Today is Thursday and I'm in my dining room with my computer on a chair while a bend down to write this blog while wearing a very country outfit... I'm wearing a brown v-neck some jeans and brown cowgirl boots. And we can't forget the huge curly fro I'm sporting.

Tonight I get to go to Triad Stage, which is my favourite play venue. I get to see the play "Beautiful Star" which was written by locals and is getting national attention!!! It's exciting!!!

I bought a candle that smells like cinnamon apples and I light it whenever I play guitar in my room because it gives me a nice atmosphere. I'm excited b/c I'm starting to get down just playing whole songs, and this is just exciting!!! "Worthy is the Lamb who was slain, Holy holy is He..." that's one of my favourite ones to play b/c it's such a beautiful sounding song!!!

Today I'm also going out to lunch with my friend Corinne!!! She is so cute! I'm going to bike and meet here at a local eating spot here in town. I haven't been able to ride Cleo in two whole days and this makes me sad, so I am determined to bike there today, haha. I talked to Mel last night and she said that she was going to bike around Gloucester today... wait? I didn't know her bike could fit in her car... weird.... I forgot to ask about that!!! haha

Perhaps I could have saved the 100th post for a 100 word post or 100 things I enjoy or 100 letters in random order... but since I haven't written in a while I just thought a normal blog would do... and I think it does b/c knowing me I probably will use another post do write 100 random things or something along those lines. A side note: I'm surprised I haven't run into more people at Harris Teeter, a few people in particular that I always see there when I come home for breaks... but those I'll keep anonymous.

**Information shown**.
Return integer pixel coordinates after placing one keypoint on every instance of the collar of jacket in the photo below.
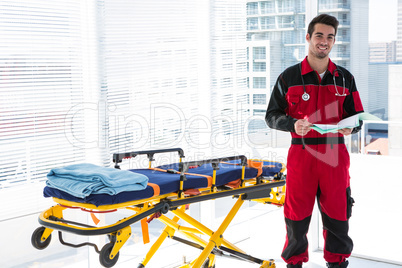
(306, 68)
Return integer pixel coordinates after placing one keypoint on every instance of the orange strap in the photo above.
(257, 165)
(156, 188)
(95, 219)
(145, 230)
(209, 178)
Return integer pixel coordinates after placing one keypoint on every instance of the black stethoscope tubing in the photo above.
(306, 96)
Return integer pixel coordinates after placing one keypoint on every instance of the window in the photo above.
(43, 76)
(260, 99)
(259, 82)
(259, 53)
(252, 8)
(259, 66)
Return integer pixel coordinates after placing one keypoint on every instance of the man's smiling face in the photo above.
(321, 41)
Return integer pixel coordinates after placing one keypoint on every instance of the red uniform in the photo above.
(317, 165)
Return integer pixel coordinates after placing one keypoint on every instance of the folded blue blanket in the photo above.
(81, 180)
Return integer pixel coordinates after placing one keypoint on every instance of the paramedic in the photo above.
(316, 91)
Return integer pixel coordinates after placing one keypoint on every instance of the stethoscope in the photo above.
(306, 96)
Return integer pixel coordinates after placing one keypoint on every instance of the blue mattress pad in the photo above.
(170, 182)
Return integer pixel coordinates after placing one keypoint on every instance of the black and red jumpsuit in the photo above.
(317, 165)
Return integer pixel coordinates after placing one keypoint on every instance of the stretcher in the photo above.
(171, 187)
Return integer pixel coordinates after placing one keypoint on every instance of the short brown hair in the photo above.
(324, 19)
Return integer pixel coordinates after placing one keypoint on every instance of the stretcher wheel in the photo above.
(36, 238)
(104, 255)
(206, 263)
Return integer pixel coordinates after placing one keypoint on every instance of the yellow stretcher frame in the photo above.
(263, 189)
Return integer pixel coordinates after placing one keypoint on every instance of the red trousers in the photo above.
(318, 171)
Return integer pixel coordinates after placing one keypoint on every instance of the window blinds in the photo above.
(41, 79)
(173, 73)
(82, 79)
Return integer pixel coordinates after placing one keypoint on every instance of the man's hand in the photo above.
(345, 131)
(302, 126)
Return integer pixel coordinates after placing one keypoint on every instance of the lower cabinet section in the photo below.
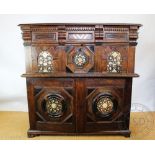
(78, 106)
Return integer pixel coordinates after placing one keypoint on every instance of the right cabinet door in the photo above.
(106, 107)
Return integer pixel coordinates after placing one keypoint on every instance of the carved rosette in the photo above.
(54, 104)
(45, 62)
(114, 62)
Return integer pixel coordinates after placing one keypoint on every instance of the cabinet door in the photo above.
(51, 105)
(102, 106)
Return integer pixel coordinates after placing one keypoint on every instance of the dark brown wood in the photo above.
(79, 77)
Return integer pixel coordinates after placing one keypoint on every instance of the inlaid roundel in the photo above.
(54, 104)
(80, 59)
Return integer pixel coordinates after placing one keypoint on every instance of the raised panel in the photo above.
(55, 64)
(111, 55)
(54, 104)
(44, 37)
(82, 36)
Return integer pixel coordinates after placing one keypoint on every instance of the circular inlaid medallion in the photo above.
(104, 105)
(54, 105)
(80, 59)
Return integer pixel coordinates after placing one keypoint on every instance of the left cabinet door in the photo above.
(51, 105)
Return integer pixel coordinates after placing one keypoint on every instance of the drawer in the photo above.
(44, 37)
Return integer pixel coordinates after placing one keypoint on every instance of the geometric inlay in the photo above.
(80, 58)
(54, 105)
(114, 62)
(104, 105)
(45, 62)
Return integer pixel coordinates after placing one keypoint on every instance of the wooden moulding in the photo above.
(82, 75)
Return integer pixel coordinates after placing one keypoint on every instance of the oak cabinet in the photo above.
(79, 77)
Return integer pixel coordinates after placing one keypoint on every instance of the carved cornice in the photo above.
(101, 33)
(26, 35)
(115, 29)
(133, 35)
(80, 28)
(44, 29)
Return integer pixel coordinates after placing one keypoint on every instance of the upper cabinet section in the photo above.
(79, 33)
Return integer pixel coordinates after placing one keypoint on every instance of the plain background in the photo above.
(12, 56)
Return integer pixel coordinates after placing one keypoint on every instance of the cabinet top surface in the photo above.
(108, 24)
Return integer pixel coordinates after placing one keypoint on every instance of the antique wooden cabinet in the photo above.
(79, 77)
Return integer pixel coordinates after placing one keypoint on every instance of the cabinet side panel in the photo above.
(28, 58)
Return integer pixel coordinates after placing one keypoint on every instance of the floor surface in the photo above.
(14, 125)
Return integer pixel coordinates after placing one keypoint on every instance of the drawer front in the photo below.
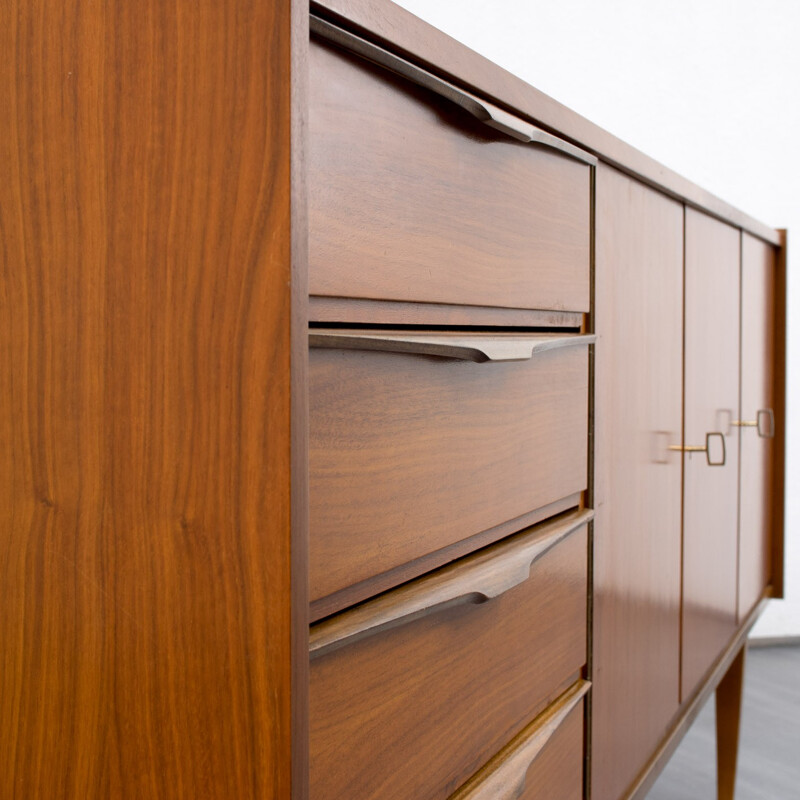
(412, 453)
(544, 762)
(415, 709)
(412, 199)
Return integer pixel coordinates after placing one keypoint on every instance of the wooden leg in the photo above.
(729, 708)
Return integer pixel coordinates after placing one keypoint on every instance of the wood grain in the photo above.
(433, 205)
(350, 596)
(416, 710)
(637, 555)
(545, 761)
(779, 327)
(410, 454)
(691, 708)
(476, 579)
(757, 392)
(389, 25)
(145, 404)
(711, 386)
(729, 713)
(380, 312)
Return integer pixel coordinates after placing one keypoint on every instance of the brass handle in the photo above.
(481, 109)
(467, 347)
(764, 423)
(706, 449)
(474, 579)
(503, 778)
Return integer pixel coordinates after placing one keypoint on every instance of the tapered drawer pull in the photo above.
(503, 778)
(484, 111)
(764, 423)
(474, 579)
(466, 347)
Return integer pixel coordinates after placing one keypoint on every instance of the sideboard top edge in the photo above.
(397, 29)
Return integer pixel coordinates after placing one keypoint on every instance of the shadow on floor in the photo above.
(769, 747)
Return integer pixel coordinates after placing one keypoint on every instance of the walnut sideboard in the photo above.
(373, 427)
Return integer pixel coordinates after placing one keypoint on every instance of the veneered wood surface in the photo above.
(411, 198)
(352, 595)
(711, 375)
(637, 545)
(394, 27)
(691, 707)
(545, 760)
(779, 327)
(410, 454)
(415, 711)
(378, 312)
(558, 770)
(144, 400)
(757, 453)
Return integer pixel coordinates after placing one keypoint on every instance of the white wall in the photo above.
(710, 88)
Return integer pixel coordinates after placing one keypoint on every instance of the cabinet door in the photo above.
(637, 547)
(711, 401)
(757, 406)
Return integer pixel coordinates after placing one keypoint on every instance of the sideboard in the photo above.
(373, 426)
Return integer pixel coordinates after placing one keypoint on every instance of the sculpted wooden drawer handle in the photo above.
(481, 109)
(764, 423)
(474, 579)
(503, 778)
(466, 347)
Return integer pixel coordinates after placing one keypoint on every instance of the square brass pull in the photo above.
(764, 423)
(716, 462)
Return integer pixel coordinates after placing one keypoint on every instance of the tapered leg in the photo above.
(729, 710)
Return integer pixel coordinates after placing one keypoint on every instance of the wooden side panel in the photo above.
(757, 386)
(639, 283)
(145, 507)
(710, 528)
(411, 198)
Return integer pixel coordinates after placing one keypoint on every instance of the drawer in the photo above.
(411, 452)
(411, 198)
(544, 762)
(411, 692)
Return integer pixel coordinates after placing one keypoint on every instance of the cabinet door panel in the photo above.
(711, 386)
(639, 296)
(755, 517)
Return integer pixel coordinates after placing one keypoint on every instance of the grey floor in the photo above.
(769, 746)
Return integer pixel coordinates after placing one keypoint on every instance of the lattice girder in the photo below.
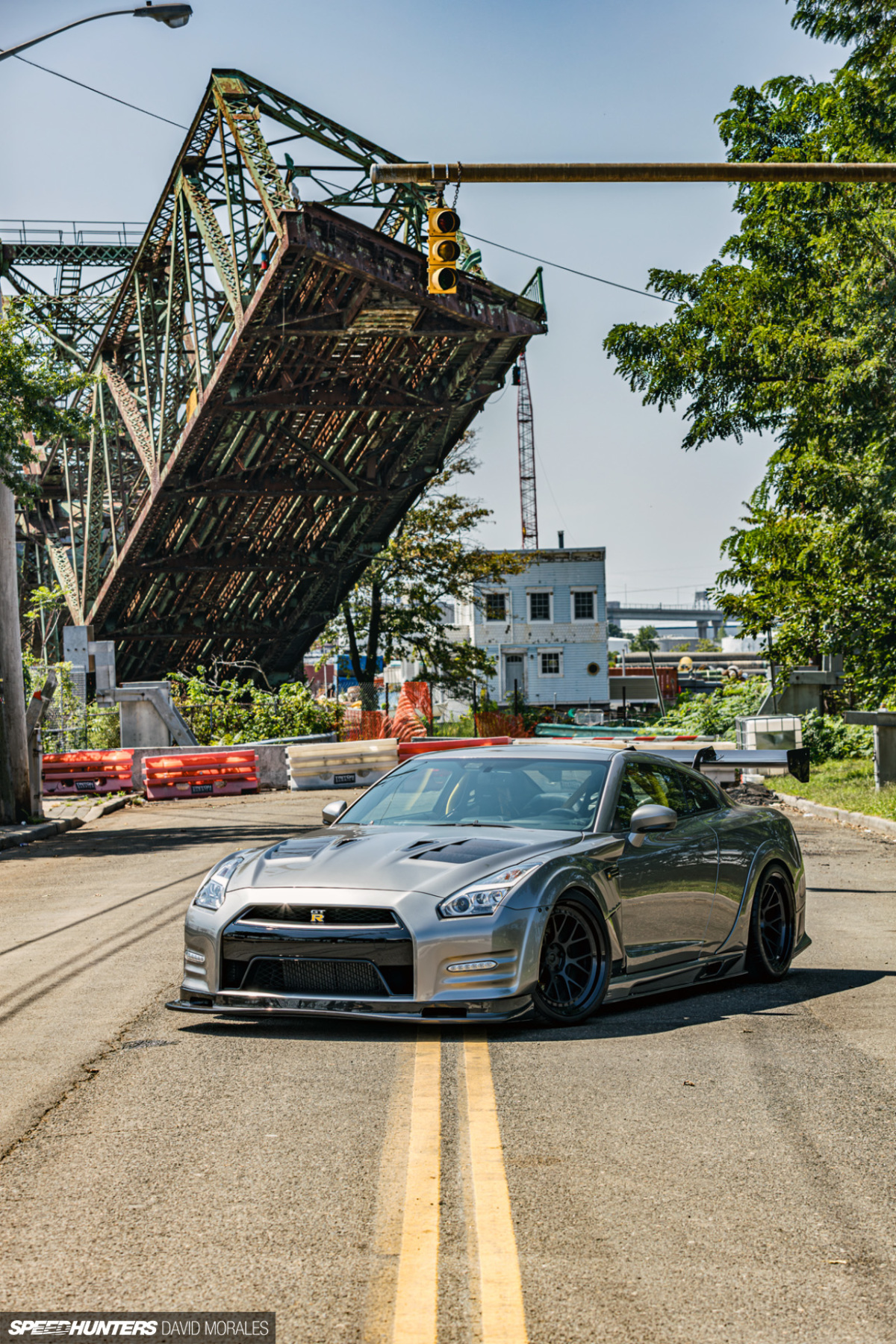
(279, 389)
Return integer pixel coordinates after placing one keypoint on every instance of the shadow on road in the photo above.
(642, 1016)
(160, 839)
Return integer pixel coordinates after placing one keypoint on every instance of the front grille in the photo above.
(284, 974)
(312, 976)
(332, 915)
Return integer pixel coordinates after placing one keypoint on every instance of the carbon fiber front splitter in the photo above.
(292, 1006)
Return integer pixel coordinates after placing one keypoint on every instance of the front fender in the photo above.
(773, 850)
(588, 874)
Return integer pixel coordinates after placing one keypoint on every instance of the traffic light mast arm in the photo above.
(773, 171)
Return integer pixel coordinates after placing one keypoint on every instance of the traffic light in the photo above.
(444, 250)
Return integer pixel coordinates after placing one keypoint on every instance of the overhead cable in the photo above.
(573, 272)
(112, 97)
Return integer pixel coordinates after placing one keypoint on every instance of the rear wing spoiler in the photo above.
(794, 759)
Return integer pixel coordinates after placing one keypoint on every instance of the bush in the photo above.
(829, 738)
(231, 712)
(714, 715)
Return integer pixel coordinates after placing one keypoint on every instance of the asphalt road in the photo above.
(715, 1166)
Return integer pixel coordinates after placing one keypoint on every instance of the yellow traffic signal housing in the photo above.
(444, 250)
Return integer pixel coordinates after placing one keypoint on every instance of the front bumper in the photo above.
(246, 1004)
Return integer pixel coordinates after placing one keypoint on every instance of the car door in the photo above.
(739, 831)
(668, 883)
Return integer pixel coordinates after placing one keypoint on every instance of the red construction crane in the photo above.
(526, 437)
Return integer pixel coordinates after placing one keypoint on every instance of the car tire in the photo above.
(773, 927)
(574, 965)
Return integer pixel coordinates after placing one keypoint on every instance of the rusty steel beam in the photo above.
(771, 171)
(279, 386)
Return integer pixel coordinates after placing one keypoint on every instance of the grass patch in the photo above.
(842, 784)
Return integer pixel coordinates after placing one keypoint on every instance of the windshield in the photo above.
(546, 794)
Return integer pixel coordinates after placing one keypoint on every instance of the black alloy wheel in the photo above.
(771, 927)
(574, 971)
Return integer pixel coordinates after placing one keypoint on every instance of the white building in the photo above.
(547, 629)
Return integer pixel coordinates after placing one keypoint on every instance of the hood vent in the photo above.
(465, 851)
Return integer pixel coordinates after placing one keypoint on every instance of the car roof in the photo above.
(548, 746)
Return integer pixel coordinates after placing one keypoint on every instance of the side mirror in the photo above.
(650, 816)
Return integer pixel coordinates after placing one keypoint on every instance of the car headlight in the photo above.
(214, 889)
(484, 897)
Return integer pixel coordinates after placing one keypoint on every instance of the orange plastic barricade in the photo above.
(87, 772)
(414, 712)
(408, 749)
(195, 774)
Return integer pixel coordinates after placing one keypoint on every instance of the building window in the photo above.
(496, 606)
(583, 606)
(541, 605)
(550, 663)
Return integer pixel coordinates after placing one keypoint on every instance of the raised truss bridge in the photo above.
(274, 386)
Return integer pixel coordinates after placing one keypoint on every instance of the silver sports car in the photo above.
(501, 882)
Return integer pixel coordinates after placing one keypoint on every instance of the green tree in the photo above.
(791, 332)
(34, 393)
(644, 640)
(396, 609)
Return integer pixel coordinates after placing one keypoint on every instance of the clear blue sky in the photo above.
(568, 80)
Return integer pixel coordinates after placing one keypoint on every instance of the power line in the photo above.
(573, 272)
(112, 97)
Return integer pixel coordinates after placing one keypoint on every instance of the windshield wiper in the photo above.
(503, 826)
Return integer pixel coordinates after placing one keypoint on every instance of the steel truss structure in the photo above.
(274, 388)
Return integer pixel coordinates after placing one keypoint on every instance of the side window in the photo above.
(647, 781)
(704, 796)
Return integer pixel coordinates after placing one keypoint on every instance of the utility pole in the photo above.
(13, 695)
(526, 443)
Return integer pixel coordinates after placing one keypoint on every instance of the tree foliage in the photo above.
(645, 640)
(869, 23)
(34, 390)
(791, 332)
(398, 606)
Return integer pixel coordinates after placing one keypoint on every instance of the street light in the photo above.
(172, 15)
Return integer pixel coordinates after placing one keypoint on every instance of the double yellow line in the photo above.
(405, 1310)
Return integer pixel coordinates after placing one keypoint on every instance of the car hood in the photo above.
(433, 859)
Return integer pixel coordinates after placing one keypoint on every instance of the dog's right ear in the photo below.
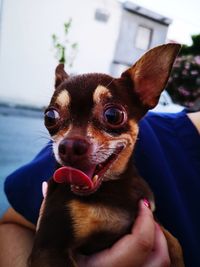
(60, 74)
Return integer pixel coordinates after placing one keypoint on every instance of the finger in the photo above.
(44, 188)
(160, 255)
(133, 249)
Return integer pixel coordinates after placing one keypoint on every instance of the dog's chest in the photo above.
(91, 219)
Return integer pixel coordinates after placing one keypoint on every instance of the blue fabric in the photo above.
(24, 187)
(167, 155)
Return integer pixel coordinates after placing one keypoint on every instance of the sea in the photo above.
(22, 136)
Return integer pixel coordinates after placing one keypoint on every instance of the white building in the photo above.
(105, 43)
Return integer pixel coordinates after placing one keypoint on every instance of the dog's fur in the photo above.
(76, 222)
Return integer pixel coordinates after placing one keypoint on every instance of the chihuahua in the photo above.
(92, 199)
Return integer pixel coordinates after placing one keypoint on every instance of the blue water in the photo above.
(21, 138)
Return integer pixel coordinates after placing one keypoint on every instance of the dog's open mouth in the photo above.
(87, 181)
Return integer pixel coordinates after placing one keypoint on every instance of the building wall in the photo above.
(126, 53)
(27, 61)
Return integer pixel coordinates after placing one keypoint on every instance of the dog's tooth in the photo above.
(95, 178)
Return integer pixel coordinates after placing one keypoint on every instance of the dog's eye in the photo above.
(114, 116)
(51, 117)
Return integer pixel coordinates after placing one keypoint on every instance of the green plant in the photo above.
(65, 51)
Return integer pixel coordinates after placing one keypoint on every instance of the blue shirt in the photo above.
(167, 155)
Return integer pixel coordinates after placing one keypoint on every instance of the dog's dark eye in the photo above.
(114, 116)
(51, 117)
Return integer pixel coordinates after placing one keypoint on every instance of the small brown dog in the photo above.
(92, 199)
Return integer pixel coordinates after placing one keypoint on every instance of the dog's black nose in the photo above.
(70, 149)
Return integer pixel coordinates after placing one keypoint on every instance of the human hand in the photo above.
(145, 246)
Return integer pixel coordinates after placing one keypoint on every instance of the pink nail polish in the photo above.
(147, 203)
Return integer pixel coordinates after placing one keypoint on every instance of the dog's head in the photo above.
(92, 118)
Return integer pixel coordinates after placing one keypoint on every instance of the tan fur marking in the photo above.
(105, 141)
(89, 218)
(63, 99)
(101, 92)
(120, 164)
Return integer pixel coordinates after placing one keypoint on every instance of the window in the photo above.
(143, 37)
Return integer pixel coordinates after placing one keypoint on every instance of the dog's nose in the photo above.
(72, 148)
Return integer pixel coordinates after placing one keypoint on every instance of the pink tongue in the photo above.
(72, 176)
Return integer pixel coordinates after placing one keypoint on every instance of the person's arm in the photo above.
(195, 119)
(145, 246)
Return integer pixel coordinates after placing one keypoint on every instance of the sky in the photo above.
(184, 13)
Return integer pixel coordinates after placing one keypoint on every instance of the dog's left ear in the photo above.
(60, 74)
(150, 73)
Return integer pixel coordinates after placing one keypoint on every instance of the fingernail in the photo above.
(146, 203)
(44, 189)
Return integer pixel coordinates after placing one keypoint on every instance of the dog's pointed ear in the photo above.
(60, 74)
(149, 75)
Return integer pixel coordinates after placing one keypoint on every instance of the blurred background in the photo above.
(88, 36)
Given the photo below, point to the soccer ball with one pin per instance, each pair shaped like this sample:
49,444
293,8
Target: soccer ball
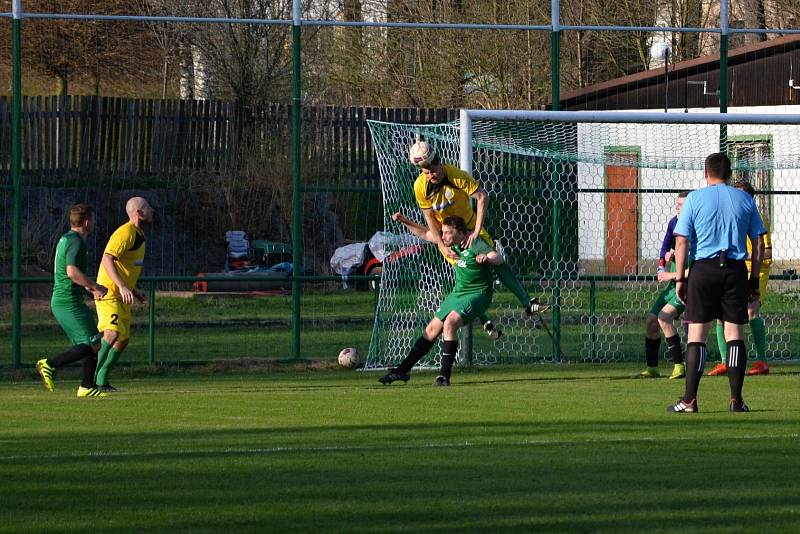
349,358
421,154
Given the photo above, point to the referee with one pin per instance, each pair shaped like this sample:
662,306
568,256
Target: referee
712,231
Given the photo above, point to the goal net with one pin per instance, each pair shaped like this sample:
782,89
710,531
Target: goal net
579,206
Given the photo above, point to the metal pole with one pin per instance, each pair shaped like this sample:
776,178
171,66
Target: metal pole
465,162
16,179
555,83
555,56
593,319
723,71
297,191
666,80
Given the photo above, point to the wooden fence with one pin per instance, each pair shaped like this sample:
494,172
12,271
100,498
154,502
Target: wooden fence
86,136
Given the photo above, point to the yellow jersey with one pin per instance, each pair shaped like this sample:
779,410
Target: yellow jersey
767,263
127,246
449,197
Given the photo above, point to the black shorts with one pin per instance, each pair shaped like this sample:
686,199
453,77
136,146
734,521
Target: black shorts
716,292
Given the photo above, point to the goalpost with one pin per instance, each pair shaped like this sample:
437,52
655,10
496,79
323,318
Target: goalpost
579,206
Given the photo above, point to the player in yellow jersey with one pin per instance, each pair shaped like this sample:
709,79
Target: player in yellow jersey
757,327
442,191
120,268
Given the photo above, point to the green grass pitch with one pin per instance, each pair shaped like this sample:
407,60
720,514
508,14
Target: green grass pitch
537,448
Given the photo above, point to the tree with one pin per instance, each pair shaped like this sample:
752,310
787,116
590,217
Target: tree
88,52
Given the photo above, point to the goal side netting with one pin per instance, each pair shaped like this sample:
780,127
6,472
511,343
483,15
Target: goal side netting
580,203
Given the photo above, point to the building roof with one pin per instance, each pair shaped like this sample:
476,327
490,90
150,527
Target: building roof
682,68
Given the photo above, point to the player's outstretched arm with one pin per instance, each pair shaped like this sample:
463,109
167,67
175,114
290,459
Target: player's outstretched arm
77,276
492,258
482,204
415,228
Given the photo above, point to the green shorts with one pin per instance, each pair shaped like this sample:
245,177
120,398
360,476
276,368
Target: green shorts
469,307
77,321
668,296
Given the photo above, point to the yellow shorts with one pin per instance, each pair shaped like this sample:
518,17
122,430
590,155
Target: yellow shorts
763,278
113,314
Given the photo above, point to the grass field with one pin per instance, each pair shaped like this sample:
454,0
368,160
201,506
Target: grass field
541,448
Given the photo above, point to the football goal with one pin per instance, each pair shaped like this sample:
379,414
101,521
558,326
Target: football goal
579,206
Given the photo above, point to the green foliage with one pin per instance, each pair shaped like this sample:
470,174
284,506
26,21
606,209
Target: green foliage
550,448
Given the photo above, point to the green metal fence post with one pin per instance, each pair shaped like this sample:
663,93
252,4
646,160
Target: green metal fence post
555,82
16,178
297,192
151,325
593,318
723,72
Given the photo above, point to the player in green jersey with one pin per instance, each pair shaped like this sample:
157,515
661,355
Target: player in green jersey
470,297
70,285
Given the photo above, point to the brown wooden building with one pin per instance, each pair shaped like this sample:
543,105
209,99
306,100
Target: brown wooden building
758,75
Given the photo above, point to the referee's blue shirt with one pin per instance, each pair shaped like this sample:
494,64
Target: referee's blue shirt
716,218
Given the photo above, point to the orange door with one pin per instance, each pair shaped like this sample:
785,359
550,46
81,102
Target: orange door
622,216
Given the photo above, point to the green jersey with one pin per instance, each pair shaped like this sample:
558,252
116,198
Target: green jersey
473,277
71,250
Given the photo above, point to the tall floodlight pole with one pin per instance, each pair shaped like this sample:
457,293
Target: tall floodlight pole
16,179
297,190
723,71
555,75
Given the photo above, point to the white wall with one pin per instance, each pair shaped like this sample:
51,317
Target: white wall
675,156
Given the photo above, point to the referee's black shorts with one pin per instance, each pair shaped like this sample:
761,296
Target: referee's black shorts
716,292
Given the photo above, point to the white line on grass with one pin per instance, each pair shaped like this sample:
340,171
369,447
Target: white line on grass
412,446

**Task instructions**. Copy out, word for word, the stretch of the blog post above from "Today is Thursday" through "beautiful sounding song!!!".

**Task solution**.
Today is Thursday and I'm in my dining room with my computer on a chair while a bend down to write this blog while wearing a very country outfit... I'm wearing a brown v-neck some jeans and brown cowgirl boots. And we can't forget the huge curly fro I'm sporting.

Tonight I get to go to Triad Stage, which is my favourite play venue. I get to see the play "Beautiful Star" which was written by locals and is getting national attention!!! It's exciting!!!

I bought a candle that smells like cinnamon apples and I light it whenever I play guitar in my room because it gives me a nice atmosphere. I'm excited b/c I'm starting to get down just playing whole songs, and this is just exciting!!! "Worthy is the Lamb who was slain, Holy holy is He..." that's one of my favourite ones to play b/c it's such a beautiful sounding song!!!